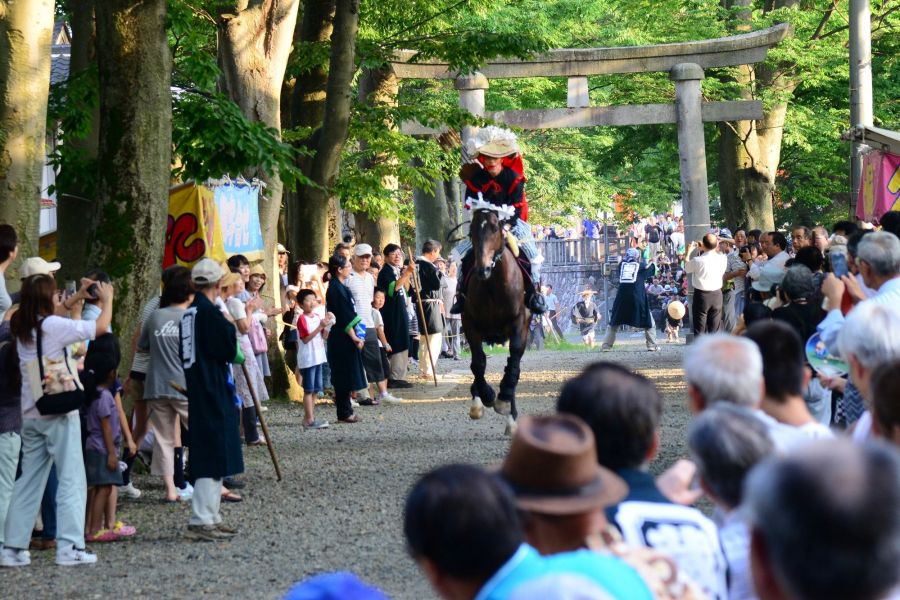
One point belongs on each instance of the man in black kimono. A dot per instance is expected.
(432, 304)
(393, 278)
(631, 306)
(208, 346)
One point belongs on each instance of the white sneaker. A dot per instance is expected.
(187, 493)
(70, 556)
(391, 399)
(129, 491)
(10, 557)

----------

• **Brief**
Copy every row above word for word, with the pictures left out.

• **Complete answer**
One point belongs on each instance of the man in black kimono. A dot per instance is expected.
(432, 304)
(393, 278)
(631, 306)
(208, 346)
One point belongs on each instance of the white sneaker. A dot per instance is expected.
(187, 493)
(70, 556)
(391, 399)
(129, 491)
(10, 557)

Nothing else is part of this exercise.